*** Exercise input

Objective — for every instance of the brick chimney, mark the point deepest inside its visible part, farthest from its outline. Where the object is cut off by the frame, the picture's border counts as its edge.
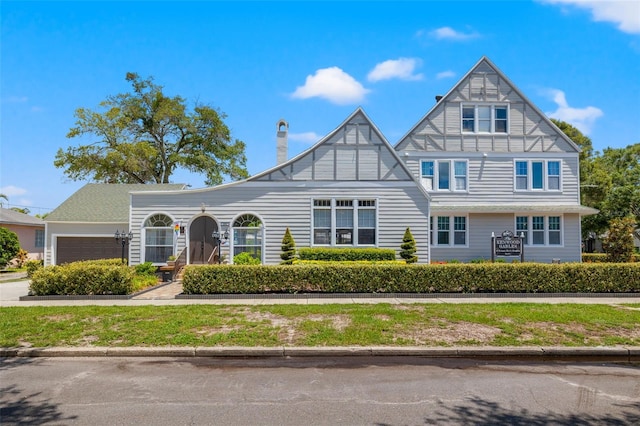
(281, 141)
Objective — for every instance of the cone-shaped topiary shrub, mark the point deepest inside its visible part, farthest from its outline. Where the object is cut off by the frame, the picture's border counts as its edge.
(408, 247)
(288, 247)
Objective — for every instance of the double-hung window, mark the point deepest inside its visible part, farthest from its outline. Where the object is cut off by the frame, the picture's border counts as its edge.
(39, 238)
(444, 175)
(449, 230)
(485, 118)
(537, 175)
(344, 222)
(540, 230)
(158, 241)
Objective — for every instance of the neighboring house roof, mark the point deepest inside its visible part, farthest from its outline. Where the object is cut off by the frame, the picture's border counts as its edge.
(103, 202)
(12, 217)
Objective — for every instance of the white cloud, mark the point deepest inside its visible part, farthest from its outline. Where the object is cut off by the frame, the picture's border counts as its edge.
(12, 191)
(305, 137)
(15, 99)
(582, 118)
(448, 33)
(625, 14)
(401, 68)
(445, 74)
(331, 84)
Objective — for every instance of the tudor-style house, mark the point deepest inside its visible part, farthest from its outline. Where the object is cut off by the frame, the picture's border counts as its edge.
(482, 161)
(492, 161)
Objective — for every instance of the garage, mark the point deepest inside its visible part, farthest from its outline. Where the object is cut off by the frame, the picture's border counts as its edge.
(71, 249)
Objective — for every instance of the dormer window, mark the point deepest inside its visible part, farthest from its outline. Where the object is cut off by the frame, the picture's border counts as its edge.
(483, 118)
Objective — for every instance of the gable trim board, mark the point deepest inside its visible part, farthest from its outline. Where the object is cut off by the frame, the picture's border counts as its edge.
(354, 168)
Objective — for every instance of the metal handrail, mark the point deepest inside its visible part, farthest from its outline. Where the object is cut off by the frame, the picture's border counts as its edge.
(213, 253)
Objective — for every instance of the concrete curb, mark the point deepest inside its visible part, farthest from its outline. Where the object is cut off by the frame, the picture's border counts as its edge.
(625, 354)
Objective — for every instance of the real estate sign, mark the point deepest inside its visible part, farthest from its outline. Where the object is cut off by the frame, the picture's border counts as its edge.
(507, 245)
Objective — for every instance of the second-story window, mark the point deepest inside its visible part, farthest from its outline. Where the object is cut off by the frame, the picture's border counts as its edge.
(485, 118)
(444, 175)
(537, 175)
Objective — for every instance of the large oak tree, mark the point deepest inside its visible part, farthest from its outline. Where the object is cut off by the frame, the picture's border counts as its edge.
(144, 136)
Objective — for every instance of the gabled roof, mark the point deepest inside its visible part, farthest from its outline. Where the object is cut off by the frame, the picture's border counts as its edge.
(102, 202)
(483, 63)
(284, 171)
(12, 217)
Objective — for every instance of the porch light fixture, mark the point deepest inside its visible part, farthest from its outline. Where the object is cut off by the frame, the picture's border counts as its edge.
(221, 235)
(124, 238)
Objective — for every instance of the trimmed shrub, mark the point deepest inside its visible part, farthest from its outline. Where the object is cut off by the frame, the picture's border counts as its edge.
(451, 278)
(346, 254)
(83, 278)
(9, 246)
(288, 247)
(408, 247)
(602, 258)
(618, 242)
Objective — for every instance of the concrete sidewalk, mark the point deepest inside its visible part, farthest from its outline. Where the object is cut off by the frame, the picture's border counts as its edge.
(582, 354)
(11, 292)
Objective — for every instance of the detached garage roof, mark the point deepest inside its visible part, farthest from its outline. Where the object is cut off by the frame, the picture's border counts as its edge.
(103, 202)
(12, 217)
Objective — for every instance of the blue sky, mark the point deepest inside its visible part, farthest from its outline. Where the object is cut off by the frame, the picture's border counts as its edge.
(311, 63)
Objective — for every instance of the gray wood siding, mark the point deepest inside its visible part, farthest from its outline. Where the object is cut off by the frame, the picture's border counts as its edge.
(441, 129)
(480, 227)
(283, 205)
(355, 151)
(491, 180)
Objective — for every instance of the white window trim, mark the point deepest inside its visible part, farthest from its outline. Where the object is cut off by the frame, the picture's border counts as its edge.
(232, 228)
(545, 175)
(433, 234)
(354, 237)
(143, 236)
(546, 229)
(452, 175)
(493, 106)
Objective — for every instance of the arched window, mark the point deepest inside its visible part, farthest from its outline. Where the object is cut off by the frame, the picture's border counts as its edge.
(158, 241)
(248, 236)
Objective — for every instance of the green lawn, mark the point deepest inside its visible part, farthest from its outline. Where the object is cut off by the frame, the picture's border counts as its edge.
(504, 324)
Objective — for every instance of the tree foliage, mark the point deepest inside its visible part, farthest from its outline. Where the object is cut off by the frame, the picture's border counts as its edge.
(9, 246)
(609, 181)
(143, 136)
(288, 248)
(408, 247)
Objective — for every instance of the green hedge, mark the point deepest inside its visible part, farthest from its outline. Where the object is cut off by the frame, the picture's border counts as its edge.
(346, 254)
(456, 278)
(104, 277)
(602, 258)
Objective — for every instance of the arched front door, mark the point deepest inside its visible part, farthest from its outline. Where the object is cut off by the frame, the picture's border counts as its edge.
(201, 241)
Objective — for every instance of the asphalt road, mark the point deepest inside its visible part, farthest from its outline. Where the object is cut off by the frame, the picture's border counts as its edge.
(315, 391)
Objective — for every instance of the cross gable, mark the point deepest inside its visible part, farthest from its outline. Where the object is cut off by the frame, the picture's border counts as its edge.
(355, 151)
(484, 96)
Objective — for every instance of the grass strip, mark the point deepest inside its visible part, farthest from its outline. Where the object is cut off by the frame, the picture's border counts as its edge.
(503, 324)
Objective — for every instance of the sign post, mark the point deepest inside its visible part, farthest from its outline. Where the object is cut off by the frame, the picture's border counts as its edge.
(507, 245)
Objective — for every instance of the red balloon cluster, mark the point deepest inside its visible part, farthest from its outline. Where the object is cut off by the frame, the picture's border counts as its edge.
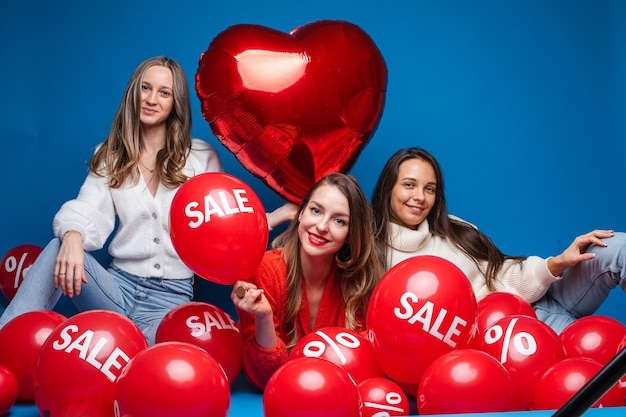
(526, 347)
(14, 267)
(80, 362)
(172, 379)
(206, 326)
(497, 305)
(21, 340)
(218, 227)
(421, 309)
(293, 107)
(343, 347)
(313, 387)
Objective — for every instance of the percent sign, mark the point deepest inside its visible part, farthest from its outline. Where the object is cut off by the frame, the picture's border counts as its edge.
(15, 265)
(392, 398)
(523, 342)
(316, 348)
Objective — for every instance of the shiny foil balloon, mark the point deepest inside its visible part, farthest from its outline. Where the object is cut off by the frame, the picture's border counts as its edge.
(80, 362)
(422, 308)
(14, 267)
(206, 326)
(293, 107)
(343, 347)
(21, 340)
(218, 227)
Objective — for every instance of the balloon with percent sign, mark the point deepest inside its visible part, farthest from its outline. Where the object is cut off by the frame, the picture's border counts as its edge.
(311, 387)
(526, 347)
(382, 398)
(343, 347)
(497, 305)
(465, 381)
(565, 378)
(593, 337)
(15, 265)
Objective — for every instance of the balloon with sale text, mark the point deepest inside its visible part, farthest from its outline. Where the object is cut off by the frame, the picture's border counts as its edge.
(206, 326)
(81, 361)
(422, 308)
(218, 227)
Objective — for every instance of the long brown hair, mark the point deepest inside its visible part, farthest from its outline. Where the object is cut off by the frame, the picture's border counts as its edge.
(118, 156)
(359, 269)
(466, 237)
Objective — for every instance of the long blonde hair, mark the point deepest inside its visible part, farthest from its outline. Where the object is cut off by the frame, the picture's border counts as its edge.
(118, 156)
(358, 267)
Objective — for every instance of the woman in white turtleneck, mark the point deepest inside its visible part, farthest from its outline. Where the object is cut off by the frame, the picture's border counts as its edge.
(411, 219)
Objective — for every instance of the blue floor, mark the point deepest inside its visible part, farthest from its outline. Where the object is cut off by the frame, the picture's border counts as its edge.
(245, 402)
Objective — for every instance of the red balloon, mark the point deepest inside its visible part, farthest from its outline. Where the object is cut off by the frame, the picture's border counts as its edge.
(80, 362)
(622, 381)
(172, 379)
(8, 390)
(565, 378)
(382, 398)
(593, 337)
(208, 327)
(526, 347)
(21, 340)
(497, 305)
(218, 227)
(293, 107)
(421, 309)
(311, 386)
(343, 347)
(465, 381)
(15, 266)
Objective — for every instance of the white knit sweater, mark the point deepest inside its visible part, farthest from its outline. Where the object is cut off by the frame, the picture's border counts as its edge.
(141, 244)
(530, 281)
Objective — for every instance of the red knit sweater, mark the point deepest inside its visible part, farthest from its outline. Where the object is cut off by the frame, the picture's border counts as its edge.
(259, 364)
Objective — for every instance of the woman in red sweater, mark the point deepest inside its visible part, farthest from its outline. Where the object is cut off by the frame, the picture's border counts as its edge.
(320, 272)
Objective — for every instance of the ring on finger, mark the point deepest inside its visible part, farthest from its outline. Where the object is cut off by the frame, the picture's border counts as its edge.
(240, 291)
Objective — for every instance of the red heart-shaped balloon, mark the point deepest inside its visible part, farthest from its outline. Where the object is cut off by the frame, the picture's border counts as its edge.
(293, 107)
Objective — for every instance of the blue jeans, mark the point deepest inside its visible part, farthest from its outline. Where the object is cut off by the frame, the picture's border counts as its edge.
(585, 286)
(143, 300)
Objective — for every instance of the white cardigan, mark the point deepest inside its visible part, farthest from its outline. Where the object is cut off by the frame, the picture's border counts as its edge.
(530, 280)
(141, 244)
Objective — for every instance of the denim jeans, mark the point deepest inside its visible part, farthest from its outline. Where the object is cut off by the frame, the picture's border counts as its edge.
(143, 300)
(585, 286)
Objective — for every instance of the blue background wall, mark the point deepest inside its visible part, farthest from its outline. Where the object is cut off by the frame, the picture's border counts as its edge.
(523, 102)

******

Exercise aim: The answer is a portion of the data. Write out exactly the line with "Objective — for every instance of the red heart-shaped" and all lines after it.

Response to the exercise:
Objective — for every instance of the red heart-shaped balloon, mark the point deepest inside its visible part, farthest from its outline. Where the object is cut off by the frame, the picture's border counts as its edge.
(293, 107)
Objective — for every instance of the blue jeans, mark the point deepest inside its visible part, farthest from its outline. Where the object is cut off by the frame, the picture's border counts as its edge.
(585, 286)
(143, 300)
Objective — for every instance of the white cardigan, mark the point deepest inside its visible part, farthest from its outline. Where the object is cut off by the frame, the picture's border counts as its edge.
(530, 280)
(141, 244)
Objective — for every instance of the denim jeans, mark the point deepest inside its visible part, farthest from its outline. Where the object is cut off by the frame, the picture's border counts as its edge.
(143, 300)
(585, 286)
Objective — for every instance of the blue background wall, mark the point deepest inside its visible part, farthest from its outline. Where the object is cut off by the frame, the picture's border counts as its edge.
(523, 102)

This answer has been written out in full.